**Problem description**.
Your output must consist solely of the lines from the one containing "the orange traffic" through the end of the records, reproduced exactly.
◇ ◇ ◇ ◇ ◇
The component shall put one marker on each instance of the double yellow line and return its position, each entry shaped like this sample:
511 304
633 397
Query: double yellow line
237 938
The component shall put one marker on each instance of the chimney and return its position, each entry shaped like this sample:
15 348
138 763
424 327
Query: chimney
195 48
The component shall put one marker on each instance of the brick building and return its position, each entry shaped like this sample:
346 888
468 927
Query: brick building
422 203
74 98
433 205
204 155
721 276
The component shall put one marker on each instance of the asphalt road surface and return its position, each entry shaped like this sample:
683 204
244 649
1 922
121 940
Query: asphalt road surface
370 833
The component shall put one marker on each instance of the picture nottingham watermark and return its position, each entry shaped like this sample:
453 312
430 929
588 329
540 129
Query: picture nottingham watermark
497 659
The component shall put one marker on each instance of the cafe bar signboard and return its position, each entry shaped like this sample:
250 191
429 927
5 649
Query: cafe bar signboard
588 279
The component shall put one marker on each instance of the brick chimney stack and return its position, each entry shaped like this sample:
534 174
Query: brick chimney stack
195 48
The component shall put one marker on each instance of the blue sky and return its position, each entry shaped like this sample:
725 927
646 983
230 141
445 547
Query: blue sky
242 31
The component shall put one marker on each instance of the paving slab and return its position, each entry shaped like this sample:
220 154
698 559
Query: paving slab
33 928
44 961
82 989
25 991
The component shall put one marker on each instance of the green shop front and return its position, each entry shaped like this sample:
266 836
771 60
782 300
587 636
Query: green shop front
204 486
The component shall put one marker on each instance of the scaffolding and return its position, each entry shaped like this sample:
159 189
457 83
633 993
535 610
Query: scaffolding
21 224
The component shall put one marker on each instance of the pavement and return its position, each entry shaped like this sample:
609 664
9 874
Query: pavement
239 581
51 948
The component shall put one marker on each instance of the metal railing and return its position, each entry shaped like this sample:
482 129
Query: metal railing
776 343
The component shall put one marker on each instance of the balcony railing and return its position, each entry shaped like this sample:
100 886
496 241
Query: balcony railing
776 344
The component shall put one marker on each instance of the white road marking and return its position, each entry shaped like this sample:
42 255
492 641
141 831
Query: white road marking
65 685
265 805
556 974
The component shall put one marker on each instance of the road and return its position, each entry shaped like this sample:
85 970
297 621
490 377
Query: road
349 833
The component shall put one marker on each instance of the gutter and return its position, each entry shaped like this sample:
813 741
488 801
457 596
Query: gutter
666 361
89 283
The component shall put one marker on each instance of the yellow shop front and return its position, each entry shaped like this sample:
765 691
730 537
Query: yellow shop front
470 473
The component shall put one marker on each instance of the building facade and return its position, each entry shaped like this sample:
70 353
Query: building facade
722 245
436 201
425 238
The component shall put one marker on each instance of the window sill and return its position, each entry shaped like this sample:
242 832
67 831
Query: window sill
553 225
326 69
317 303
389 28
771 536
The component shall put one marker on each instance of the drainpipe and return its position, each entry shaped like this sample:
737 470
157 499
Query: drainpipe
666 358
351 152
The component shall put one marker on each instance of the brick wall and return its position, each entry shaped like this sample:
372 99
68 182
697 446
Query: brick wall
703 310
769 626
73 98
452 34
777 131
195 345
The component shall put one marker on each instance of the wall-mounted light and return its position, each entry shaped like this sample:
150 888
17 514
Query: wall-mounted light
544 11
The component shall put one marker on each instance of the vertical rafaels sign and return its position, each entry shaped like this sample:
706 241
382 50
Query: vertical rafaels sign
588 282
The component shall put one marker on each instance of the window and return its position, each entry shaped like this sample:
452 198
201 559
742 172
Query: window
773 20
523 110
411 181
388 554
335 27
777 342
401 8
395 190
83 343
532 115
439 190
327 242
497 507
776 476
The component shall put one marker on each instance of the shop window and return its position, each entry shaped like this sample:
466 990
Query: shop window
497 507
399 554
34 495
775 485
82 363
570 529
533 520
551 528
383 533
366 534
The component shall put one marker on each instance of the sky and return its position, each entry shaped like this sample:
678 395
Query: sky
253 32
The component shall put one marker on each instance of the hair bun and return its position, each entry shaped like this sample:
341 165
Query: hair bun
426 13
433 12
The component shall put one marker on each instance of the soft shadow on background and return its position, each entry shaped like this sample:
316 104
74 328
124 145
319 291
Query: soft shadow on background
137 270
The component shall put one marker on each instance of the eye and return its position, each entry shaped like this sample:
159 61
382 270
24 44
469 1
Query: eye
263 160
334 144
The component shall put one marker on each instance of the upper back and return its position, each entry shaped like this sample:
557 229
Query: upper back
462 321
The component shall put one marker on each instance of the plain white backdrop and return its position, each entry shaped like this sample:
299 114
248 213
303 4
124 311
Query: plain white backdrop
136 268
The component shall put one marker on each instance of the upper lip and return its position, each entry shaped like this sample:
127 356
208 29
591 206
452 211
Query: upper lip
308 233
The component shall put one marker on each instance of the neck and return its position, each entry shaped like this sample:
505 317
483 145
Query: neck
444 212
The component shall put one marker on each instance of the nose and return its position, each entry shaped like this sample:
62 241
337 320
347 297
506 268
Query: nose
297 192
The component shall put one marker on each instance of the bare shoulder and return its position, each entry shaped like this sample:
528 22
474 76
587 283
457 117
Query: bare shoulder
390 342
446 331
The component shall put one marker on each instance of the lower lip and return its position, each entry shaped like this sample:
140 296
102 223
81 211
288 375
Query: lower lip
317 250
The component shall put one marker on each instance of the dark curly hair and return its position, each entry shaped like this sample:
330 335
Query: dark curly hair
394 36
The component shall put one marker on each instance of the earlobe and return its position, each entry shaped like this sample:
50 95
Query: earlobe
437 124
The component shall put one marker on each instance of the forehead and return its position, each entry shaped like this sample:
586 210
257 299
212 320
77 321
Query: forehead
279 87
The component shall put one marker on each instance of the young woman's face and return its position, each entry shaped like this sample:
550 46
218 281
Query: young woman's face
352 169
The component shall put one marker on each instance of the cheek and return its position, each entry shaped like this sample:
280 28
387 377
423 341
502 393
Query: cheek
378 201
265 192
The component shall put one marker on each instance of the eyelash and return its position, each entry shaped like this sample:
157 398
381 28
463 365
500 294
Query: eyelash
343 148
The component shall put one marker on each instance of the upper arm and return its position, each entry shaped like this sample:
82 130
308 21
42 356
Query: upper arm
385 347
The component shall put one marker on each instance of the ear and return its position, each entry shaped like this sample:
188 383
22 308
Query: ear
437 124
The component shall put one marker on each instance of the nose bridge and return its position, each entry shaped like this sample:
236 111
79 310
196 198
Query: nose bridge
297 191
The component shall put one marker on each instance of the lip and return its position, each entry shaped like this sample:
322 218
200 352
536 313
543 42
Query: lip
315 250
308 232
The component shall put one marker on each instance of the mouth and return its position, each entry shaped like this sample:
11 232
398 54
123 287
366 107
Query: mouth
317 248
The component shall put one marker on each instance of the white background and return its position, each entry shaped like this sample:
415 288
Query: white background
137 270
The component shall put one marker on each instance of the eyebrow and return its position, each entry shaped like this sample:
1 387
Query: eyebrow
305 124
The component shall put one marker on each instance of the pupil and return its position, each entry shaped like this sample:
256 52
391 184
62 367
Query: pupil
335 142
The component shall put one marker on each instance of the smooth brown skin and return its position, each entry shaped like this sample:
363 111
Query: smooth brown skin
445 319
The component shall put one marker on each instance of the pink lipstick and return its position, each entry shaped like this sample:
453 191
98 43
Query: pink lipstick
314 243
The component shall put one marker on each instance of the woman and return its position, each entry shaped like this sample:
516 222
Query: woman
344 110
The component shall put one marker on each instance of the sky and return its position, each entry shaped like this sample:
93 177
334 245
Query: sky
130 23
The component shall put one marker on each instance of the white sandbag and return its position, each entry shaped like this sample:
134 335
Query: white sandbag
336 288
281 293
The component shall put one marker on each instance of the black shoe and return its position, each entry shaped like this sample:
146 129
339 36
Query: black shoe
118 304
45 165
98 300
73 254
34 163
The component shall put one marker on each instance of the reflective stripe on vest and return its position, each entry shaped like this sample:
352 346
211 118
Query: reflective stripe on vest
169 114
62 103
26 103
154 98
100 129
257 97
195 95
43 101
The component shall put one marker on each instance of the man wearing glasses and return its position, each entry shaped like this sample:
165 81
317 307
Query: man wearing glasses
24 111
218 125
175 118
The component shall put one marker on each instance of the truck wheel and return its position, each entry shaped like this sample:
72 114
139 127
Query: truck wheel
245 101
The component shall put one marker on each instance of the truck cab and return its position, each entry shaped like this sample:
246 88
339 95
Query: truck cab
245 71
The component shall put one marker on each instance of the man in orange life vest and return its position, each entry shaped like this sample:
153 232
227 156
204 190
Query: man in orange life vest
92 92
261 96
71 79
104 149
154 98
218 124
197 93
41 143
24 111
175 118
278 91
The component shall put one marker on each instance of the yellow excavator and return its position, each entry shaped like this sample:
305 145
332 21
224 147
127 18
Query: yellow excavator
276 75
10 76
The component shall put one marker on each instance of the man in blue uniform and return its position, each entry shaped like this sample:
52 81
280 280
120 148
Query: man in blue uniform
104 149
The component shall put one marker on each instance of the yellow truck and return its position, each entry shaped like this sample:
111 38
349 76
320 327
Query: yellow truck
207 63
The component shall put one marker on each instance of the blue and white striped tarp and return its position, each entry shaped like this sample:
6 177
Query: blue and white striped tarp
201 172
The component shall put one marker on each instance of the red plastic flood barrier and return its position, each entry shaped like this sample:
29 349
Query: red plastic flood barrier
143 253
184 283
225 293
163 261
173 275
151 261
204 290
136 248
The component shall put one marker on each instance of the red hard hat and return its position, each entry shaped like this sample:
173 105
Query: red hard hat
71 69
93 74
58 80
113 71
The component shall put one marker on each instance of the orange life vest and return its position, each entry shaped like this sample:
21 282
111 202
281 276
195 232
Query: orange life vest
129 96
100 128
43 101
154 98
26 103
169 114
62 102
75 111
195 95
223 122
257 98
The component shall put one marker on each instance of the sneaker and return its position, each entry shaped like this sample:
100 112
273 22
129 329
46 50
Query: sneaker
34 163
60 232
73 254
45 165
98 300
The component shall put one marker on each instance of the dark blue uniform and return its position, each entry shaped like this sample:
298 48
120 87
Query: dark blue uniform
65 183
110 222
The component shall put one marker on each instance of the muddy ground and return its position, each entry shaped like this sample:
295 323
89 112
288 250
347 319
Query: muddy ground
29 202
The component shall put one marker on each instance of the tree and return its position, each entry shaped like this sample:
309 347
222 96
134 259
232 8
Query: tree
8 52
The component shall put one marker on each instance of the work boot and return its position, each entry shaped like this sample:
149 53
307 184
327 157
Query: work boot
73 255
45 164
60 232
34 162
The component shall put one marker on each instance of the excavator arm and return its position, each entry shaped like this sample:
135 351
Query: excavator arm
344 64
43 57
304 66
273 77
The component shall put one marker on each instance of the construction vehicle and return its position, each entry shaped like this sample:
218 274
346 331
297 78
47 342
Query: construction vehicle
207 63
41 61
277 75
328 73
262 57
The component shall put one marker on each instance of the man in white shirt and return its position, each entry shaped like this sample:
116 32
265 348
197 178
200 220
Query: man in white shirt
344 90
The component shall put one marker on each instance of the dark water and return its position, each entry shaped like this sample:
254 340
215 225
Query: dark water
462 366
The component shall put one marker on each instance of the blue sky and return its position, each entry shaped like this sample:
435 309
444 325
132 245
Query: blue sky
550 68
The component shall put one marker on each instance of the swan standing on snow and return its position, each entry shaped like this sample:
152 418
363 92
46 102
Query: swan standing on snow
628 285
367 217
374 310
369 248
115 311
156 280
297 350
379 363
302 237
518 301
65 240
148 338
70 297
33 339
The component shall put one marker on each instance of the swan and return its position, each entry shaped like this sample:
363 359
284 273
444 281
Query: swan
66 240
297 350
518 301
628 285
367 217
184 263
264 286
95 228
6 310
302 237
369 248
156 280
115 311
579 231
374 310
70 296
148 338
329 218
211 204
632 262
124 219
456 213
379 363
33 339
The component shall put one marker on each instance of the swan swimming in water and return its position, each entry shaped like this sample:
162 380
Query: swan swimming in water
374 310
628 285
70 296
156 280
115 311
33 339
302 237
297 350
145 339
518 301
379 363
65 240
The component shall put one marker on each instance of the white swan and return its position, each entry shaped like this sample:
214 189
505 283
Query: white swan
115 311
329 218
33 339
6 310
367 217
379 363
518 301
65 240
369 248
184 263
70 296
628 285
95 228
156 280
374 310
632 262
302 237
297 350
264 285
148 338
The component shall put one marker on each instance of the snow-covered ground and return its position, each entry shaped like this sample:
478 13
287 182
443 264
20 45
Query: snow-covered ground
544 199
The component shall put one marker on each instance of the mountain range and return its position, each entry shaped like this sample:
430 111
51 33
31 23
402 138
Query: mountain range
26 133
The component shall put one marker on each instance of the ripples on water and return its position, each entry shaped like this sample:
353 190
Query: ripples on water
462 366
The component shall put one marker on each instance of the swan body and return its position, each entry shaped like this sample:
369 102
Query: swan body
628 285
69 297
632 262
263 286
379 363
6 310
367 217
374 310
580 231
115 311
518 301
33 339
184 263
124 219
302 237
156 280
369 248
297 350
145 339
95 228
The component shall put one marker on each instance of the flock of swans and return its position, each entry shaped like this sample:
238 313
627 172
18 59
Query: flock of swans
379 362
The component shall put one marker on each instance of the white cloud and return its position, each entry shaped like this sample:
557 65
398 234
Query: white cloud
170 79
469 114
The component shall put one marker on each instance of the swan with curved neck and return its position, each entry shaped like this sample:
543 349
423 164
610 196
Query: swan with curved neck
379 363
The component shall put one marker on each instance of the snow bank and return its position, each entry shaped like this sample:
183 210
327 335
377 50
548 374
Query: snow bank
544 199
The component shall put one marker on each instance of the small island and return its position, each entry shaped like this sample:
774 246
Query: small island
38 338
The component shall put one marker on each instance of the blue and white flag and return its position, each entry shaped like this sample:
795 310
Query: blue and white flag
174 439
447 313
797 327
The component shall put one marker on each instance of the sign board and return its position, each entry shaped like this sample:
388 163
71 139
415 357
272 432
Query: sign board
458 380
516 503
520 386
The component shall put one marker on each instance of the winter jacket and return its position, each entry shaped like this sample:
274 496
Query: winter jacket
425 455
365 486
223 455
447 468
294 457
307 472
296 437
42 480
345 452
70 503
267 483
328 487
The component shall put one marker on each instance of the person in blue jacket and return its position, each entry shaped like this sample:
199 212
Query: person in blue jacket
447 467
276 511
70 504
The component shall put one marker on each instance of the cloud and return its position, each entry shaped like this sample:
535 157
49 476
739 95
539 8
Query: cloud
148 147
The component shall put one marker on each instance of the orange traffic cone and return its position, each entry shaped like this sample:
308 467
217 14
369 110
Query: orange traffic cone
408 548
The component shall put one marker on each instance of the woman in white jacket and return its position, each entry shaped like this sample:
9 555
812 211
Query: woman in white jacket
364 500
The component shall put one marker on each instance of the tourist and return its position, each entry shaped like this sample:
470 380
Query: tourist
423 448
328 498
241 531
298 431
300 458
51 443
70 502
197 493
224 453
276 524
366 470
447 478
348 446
◇ ◇ ◇ ◇ ◇
**Exercise response**.
The component shall put one marker on each instance of the orange traffic cone and return its position, each entry shaped like this sample:
308 467
217 14
369 110
Query: orange traffic cone
408 548
The component shall put one marker on each instance of the woman in white jacket and return its position, each entry shaped like this sample:
9 555
812 211
Query: woman in white jacket
364 500
The component shall put one marker on each instance of the tourist and return its position, each entry shaped like this sample:
470 380
Query: tourist
423 448
328 498
241 531
298 431
300 458
51 443
70 502
197 493
224 453
276 524
366 470
447 478
348 446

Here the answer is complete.